(Point placement records)

►

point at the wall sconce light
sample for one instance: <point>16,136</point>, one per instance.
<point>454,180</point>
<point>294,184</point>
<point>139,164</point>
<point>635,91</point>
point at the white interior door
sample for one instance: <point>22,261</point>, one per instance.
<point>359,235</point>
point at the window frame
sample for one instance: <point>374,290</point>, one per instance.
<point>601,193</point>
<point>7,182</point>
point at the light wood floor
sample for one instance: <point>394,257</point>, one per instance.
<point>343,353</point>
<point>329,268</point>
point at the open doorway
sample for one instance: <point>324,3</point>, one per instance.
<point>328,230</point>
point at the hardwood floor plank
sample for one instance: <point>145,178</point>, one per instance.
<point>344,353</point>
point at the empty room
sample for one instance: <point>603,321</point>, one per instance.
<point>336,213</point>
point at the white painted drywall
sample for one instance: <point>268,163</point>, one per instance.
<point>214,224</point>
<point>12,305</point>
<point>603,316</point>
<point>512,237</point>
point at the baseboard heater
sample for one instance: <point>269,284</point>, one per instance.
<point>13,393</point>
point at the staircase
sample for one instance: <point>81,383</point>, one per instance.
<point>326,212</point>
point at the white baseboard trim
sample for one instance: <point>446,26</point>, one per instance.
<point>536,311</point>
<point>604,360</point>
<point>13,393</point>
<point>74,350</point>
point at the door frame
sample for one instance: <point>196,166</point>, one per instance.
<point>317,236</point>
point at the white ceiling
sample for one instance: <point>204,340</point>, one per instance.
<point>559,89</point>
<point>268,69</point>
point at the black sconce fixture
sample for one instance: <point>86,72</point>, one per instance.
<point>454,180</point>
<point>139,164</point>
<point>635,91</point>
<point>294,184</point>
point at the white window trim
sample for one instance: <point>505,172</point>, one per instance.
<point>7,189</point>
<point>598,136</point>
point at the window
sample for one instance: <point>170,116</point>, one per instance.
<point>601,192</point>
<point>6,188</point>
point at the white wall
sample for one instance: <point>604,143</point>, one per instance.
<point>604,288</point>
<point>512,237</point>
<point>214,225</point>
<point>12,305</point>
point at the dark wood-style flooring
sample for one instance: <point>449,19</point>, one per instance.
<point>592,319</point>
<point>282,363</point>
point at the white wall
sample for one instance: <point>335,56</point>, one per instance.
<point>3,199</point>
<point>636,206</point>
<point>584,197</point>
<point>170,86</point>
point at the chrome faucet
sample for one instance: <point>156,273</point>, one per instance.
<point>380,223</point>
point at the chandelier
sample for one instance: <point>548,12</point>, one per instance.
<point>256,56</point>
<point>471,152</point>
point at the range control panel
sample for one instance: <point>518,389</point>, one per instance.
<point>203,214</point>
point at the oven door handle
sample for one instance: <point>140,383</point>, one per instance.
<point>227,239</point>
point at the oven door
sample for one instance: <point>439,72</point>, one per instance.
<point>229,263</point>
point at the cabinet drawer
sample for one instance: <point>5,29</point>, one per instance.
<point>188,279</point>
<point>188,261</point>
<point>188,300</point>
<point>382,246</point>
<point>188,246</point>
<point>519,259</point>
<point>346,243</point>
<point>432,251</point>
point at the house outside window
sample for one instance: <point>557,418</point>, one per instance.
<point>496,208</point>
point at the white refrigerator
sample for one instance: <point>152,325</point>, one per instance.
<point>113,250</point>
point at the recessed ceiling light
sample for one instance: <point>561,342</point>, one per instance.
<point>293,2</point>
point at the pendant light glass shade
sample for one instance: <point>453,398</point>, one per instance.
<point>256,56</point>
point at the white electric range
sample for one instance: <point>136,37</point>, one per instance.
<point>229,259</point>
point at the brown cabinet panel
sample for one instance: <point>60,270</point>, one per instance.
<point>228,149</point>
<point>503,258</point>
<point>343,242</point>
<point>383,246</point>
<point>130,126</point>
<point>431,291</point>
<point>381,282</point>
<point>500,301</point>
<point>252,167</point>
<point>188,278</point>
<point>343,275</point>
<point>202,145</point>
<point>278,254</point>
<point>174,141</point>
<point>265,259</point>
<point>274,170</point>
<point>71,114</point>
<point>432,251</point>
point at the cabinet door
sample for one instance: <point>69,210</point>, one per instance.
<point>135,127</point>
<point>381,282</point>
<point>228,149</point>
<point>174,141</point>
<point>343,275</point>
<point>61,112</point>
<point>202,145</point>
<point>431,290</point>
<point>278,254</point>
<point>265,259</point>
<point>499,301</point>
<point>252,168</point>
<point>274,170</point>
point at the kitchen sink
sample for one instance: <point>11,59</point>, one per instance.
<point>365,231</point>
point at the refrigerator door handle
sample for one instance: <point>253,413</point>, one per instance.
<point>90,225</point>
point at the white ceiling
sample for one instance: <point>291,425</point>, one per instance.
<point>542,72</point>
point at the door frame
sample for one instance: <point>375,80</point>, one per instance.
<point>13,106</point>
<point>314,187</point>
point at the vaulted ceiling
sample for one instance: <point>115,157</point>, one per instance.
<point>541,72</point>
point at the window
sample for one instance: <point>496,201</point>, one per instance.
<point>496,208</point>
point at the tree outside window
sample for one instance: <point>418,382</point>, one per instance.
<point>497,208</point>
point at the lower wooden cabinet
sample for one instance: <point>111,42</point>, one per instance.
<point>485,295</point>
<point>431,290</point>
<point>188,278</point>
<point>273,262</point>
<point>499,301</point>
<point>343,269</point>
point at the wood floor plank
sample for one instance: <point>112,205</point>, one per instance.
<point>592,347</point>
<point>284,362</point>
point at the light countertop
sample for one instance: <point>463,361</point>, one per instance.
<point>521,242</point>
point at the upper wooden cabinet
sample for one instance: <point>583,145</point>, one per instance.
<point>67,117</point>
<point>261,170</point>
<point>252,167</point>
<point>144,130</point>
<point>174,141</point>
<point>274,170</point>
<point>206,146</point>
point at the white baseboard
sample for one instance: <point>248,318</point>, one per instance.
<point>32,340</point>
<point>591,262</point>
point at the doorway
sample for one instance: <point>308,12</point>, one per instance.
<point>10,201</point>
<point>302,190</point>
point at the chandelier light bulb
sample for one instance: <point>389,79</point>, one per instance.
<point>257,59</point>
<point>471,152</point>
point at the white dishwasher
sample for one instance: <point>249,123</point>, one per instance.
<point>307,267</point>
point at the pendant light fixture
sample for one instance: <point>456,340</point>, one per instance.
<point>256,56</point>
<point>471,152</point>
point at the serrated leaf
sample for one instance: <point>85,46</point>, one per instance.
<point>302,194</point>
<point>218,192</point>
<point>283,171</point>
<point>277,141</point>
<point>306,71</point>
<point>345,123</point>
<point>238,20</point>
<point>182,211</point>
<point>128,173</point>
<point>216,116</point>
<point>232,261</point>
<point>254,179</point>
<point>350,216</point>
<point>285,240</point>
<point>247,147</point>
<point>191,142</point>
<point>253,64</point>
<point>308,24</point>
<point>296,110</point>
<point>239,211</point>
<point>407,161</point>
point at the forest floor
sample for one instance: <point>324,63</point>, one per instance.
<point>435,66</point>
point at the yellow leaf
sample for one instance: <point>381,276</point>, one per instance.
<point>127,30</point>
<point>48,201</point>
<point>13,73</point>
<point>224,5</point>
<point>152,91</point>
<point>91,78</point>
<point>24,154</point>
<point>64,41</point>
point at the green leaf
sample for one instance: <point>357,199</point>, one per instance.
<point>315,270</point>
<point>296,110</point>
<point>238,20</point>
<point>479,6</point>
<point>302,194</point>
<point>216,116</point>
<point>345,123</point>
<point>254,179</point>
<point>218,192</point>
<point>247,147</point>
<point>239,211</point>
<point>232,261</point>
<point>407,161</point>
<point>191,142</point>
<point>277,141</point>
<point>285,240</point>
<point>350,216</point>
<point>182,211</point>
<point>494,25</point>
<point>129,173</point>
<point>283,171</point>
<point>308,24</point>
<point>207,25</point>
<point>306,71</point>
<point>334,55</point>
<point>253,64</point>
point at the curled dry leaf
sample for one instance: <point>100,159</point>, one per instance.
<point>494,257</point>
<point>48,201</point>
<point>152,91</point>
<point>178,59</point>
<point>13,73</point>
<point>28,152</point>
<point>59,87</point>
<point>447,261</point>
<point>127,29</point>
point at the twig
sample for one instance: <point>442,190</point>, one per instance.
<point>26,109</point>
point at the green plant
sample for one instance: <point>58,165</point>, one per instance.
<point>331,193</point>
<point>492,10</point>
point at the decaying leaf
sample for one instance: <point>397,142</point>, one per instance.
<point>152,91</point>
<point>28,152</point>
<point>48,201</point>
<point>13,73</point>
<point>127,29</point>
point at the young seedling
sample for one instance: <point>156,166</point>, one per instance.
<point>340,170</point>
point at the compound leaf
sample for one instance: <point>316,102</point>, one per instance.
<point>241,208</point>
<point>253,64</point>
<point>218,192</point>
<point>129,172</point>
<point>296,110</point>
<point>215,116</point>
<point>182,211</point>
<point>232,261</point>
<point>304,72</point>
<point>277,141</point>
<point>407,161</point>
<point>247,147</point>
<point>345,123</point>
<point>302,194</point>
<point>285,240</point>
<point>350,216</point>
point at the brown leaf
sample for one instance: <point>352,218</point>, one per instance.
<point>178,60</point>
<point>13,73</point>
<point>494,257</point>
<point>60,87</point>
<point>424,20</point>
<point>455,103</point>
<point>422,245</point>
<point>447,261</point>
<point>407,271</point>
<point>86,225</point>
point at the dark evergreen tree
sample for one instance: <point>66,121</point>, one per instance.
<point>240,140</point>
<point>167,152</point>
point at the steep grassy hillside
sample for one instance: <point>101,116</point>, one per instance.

◄

**REQUIRED WORK**
Quote exactly what appears from the line containing "point at the twig" through the final line of the listing above, including both of those lines.

**RESULT FOR THIS TASK**
point at the twig
sample for one instance: <point>442,190</point>, one per instance.
<point>26,109</point>
point at the green plant
sample for one instance: <point>58,165</point>, one per instance.
<point>331,193</point>
<point>492,10</point>
point at the decaying leaf
sample for one instance: <point>397,142</point>, one per instance.
<point>152,91</point>
<point>28,152</point>
<point>48,201</point>
<point>13,73</point>
<point>127,29</point>
point at the young seedling
sample for one instance: <point>156,166</point>, one per instance.
<point>340,170</point>
point at the compound leaf
sample for one instance: <point>316,102</point>, one per instance.
<point>241,208</point>
<point>253,64</point>
<point>218,192</point>
<point>129,172</point>
<point>296,110</point>
<point>215,116</point>
<point>182,211</point>
<point>232,261</point>
<point>304,72</point>
<point>277,141</point>
<point>407,161</point>
<point>247,147</point>
<point>345,123</point>
<point>302,194</point>
<point>285,240</point>
<point>350,216</point>
point at the brown leaf
sample for one instance: <point>352,218</point>, one per instance.
<point>178,60</point>
<point>13,73</point>
<point>494,257</point>
<point>60,87</point>
<point>424,20</point>
<point>455,103</point>
<point>422,245</point>
<point>447,261</point>
<point>407,271</point>
<point>86,225</point>
point at the dark evergreen tree
sample for one instance: <point>66,121</point>, one per instance.
<point>240,140</point>
<point>167,152</point>
point at the steep grassy hillside
sample for one instance: <point>101,116</point>, one per instance.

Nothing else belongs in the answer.